**YOUR INSTRUCTIONS:** Write the next part of the Lou Reed blog post, picking up after its final sentence.

**EXERCISE TEXT:**
Monday, October 28, 2013

Apple #658: Lou Reed. What Else?

So Lou Reed died today.  71.  Liver disease.  Because I kind of thought maybe he'd never go, it might be the most shocking thing he ever did.

Before I tell you some facts you may or may not have known about Lou Reed, I want to tell you a little story.  You might like to listen to this song while you read.

Once upon a time in college, I used to get weak in the knees over a certain tall, blonde, and self-assured hockey player with a most musical name: Jim Ballantine.  He was a friend and housemate of someone I'd gone to high school with.  Sometimes I'd go over to my friend's house with the hope that a certain hockey-playing heartthrob would be home.

One day, my friend was not there, but this pulse-racing fellow was.  He said I could hang out and wait for my friend, or whatever I wanted to do was cool with him.  I don't think I spoke.  I think I just nodded.  I stood there in the living room, which sported a beat-up red leather couch, and he went into another room and put on some music.  "Do you like Lou Reed?" he called.  "Yeah," I said faintly, "I do."

I wasn't just saying that, either.  I'd recently gotten a cassette of Lou Reed's greatest hits and of his recent New York (it was the early 90s, I was a college student, broke, tapes were what you listened to), and I listened to both over and over in my dorm room.  To my utter delight, as I stood there in the living room of the heartthrob hockey player with the red leather couch, here came the first piano chords of "Satellite of Love."  He turned it up, satisfyingly loud.  As the background singers kicked in, Jim went through the living room to the kitchen for toast & peanut butter, then out to the hallway to collect his leather jacket (be still my heart), then back into the living room again for his books, Lou Reed grooving away the entire time. 

I want to tell you, it was among the most delicious experiences of my decade.

There's more, but first, here are my Lou Reed facts.

  • He was born Lewis Allan Reed, in Brooklyn, 1942.  His father was a tax accountant.
  • In his teens, he was given "weeks of electroshock therapy" at Creedmore Psychiatric Hospital in Queens.  Some sources say this was because he was "moody and resisted authority."  Others say it was an attempt to "cure" his bisexuality.

Lou Reed's high school senior yearbook photo
(Photo from Wikipedia)

  • He went to college and Syracuse, and Delmore Schwartz was one of his English professors.
"I was an English major in college (Syracuse University), for chrissakes," Reed said in a 1992 interview. "I ought to be able to put together a good lyric at the very least. It would be embarrassing if I couldn't. And I really like rock. It's party stuff, dance stuff and R&B stuff that we all grew up on and loved. But I wanted something that would engage you mentally, that you could listen to on another level. I just thought that would be the perfect thing in rock 'n' roll. That 10 years from now you could still listen to one of my albums because it wasn't just a party record, but something that would engage you emotionally, intellectually, if not spiritually, on the level that a novel can."
  • He met John Cale after college, and after they formed bands of various combinations, eventually they became the Velvet Underground, named after a book about "practices of nonstandard sexuality."

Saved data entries

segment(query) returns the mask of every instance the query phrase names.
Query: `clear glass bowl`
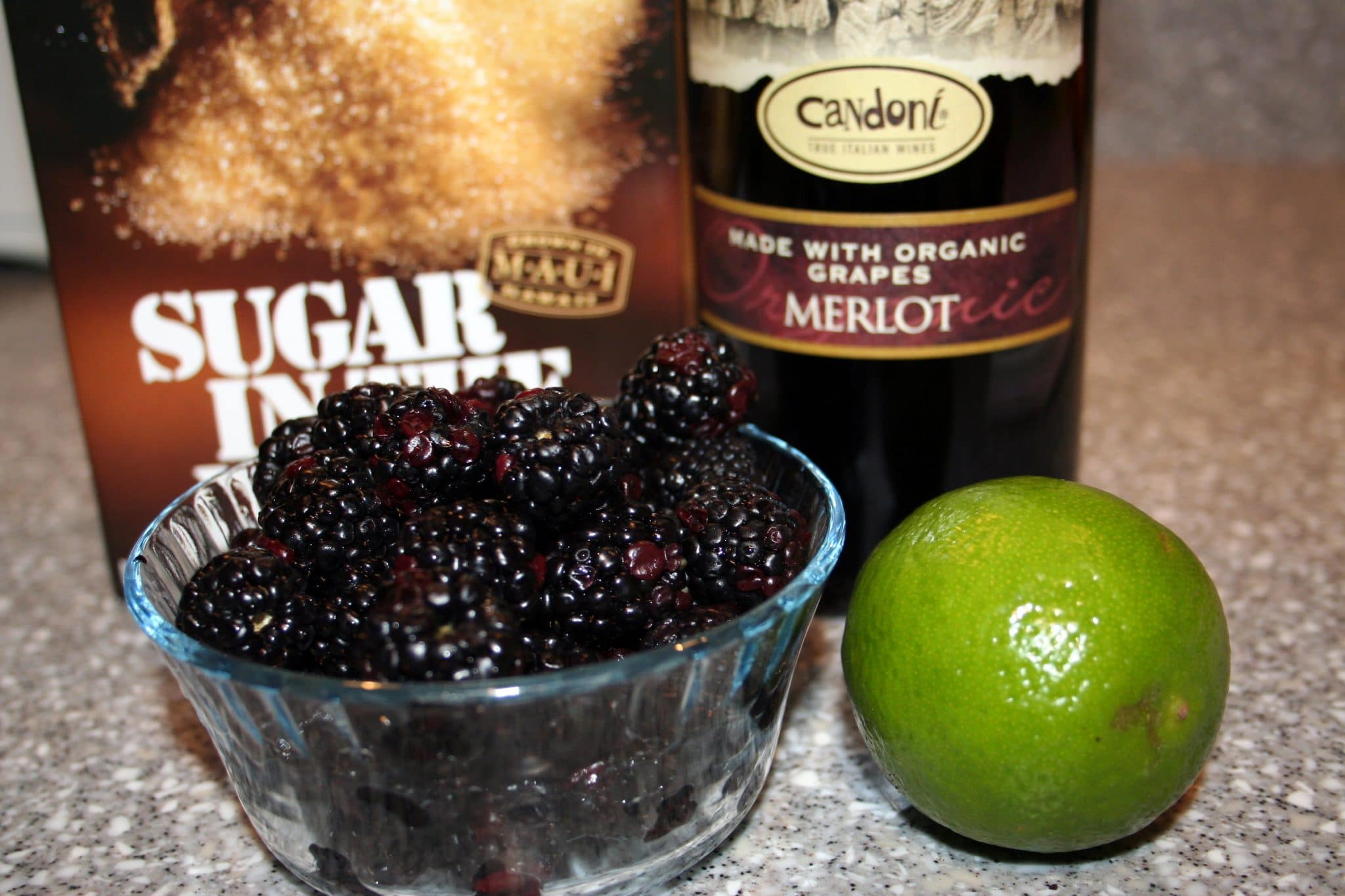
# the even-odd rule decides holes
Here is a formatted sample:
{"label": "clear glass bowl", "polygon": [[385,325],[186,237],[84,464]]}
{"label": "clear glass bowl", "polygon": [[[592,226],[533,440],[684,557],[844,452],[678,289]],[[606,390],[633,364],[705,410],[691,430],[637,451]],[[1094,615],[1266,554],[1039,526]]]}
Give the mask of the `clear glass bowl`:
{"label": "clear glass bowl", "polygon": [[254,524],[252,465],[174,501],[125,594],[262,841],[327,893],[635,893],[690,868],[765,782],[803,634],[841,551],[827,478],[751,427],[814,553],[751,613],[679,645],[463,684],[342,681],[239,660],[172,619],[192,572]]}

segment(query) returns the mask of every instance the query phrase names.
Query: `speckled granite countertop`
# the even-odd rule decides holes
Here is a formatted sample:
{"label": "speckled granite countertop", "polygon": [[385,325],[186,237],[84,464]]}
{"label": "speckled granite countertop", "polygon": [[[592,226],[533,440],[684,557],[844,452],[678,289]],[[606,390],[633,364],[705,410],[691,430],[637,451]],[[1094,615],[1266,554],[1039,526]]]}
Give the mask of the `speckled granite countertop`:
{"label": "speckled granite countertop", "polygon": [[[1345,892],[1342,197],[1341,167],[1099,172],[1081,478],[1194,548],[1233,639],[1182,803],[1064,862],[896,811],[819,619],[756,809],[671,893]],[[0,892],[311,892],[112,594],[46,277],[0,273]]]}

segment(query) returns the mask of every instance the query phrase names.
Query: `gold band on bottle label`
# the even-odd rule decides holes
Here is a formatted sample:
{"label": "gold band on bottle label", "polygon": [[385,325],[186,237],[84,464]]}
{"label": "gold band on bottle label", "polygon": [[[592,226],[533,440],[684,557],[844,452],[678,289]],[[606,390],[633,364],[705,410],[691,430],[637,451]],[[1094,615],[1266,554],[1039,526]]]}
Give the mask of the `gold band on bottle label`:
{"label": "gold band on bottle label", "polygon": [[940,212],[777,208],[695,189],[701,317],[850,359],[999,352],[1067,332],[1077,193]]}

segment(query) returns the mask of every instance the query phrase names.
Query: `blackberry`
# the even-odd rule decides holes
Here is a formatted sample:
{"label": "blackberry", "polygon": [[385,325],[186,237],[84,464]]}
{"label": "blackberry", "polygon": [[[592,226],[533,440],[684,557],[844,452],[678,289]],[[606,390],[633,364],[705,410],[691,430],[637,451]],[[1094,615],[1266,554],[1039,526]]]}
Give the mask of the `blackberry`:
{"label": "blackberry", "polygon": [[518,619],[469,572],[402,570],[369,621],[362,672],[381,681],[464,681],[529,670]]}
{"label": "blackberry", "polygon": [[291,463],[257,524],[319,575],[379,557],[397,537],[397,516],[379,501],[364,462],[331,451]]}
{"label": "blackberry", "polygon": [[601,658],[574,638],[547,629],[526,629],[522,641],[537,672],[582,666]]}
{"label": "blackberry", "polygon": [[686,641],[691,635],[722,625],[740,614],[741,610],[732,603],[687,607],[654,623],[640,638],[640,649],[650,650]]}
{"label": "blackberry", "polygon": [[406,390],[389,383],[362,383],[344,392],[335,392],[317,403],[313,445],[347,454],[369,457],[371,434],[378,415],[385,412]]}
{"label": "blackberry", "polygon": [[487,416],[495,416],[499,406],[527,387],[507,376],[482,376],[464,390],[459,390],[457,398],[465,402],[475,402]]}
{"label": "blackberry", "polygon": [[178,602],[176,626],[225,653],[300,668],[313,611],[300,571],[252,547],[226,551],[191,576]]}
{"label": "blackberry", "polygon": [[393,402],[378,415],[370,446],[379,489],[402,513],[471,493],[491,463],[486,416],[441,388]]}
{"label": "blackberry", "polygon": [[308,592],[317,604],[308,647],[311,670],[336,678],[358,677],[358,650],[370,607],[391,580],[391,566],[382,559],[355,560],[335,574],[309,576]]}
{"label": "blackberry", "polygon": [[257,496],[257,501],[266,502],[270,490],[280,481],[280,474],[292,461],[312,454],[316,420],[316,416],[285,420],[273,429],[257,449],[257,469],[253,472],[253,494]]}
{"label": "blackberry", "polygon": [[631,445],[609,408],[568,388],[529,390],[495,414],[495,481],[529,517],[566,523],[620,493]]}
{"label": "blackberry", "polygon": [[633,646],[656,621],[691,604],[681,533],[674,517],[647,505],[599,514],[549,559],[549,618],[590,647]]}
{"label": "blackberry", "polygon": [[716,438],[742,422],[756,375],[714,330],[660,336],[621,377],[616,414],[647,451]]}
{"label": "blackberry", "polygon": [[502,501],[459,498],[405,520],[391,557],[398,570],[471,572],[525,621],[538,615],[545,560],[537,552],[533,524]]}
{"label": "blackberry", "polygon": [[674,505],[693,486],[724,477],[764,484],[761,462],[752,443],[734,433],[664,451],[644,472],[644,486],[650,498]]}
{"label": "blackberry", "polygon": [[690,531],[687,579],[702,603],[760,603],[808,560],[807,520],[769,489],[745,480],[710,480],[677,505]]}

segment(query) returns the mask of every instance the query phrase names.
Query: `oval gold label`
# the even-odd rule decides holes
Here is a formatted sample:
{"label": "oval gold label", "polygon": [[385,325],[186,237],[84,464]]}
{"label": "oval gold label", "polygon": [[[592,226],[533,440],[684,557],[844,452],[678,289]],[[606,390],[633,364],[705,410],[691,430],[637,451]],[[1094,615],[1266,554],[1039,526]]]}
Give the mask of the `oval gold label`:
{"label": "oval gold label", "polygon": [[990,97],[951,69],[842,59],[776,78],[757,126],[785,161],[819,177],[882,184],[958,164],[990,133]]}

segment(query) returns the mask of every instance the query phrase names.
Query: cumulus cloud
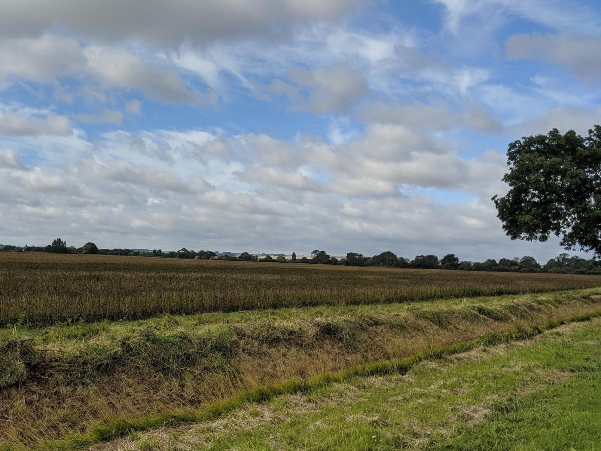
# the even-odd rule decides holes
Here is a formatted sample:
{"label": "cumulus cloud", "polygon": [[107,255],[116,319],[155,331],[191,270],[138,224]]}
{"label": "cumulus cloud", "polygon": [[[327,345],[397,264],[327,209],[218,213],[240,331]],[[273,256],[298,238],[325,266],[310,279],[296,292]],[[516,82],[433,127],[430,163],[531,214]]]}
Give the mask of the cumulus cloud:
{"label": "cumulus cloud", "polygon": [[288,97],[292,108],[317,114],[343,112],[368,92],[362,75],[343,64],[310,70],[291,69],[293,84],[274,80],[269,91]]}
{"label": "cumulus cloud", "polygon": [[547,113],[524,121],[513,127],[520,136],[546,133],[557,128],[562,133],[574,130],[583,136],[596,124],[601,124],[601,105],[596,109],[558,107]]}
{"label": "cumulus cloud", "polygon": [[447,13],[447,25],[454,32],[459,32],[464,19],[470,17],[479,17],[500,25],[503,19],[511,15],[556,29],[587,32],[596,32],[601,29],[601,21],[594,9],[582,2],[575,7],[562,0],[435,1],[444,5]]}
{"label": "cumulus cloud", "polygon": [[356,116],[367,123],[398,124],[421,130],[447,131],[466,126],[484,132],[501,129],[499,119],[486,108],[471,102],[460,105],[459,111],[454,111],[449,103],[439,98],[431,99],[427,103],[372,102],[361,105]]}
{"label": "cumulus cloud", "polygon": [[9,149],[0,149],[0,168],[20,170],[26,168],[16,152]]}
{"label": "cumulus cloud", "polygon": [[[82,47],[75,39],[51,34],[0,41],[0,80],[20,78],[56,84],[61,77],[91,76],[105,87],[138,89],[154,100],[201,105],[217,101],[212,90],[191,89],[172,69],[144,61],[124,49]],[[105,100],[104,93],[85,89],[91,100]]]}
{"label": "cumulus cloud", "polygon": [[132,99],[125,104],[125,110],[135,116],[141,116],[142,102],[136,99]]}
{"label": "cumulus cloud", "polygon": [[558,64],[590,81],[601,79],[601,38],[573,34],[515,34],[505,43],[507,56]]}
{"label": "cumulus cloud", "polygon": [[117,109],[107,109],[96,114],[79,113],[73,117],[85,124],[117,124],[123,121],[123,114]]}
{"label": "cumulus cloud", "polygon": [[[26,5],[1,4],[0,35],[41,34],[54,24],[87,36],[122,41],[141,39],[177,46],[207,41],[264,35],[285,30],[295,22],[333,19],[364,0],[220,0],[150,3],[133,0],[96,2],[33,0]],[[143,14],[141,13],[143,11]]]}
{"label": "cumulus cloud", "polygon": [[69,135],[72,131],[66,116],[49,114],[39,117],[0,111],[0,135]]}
==
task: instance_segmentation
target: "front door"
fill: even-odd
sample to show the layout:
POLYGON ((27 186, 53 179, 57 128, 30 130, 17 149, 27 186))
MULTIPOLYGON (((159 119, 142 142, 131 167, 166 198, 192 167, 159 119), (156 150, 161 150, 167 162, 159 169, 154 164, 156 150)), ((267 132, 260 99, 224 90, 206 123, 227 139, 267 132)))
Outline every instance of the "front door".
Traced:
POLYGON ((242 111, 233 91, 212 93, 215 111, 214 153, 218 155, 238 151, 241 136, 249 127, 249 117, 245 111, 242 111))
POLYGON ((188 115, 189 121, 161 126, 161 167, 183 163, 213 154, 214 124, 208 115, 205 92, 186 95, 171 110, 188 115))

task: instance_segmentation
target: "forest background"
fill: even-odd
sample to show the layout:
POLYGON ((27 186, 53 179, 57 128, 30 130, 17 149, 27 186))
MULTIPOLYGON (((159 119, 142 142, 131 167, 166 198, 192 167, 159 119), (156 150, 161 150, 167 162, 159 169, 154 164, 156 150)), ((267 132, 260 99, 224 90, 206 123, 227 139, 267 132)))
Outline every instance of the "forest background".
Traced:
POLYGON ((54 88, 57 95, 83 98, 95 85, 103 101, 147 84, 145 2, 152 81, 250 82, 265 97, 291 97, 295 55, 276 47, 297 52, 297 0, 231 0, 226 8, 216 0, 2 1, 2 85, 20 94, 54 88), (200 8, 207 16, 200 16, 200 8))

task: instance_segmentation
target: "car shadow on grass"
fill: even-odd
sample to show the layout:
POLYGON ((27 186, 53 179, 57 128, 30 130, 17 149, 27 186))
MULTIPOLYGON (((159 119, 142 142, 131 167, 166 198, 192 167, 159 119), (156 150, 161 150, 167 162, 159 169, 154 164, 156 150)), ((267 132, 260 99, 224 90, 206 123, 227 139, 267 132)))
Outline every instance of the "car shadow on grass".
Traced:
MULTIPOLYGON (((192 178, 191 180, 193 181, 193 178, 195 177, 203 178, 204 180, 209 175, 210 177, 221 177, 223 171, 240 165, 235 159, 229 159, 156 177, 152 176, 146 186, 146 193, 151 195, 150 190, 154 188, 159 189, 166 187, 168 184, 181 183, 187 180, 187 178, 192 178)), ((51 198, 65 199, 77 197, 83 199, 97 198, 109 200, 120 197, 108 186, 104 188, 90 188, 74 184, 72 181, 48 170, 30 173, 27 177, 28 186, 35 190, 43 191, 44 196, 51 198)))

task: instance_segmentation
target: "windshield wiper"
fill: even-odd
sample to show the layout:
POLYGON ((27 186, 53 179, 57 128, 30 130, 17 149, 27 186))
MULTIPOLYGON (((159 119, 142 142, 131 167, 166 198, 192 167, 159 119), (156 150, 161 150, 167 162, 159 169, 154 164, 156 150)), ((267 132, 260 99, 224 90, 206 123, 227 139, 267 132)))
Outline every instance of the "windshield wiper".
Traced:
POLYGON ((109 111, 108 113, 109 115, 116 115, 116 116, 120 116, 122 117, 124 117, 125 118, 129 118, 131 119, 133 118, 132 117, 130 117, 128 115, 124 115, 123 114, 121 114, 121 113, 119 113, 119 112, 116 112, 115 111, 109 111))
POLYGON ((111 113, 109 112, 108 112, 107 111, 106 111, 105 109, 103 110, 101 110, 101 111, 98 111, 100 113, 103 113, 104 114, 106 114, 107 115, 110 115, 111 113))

**RESULT OF THE TASK:**
  • The songs he wrote were about drugs, heroin, sex of all flavors, S&M -- the sorts of things suburban lipsticked ladies would call "alternative lifestyles."
  • Andy Warhol saw the Velvet Underground performing in Greenwich Village, scooped them up into his traveling performance art, had Nico singing with them, designed the album cover with the banana on it, and it was off to Warhol-fame-land.
"The first Velvet Underground record sold 30,000 copies in the first five years," said Brian Eno, himself a legendary musician and producer. "I think everyone who bought one of those 30,000 copies started a band!"

Lou Reed & Nico, from the Velvet years
(Photo from Flickr)

  • But soon Reed left the Velvet Underground, and for two years, he worked as a typist in his father's accounting firm.
  • David Bowie really liked the VU, and he offered to help produce Reed's solo album "Transformer," which includes "Satellite of Love." (David Bowie sang back-up vocals).
  • That album is also the original home of "Walk on the Wild Side," which is probably the Reed's best-known song -- his only Top 40 hit.  Though a version of the song edited out the reference to oral sex, radio stations were soon playing the original version.  I can't recall ever hearing the song without that line in it.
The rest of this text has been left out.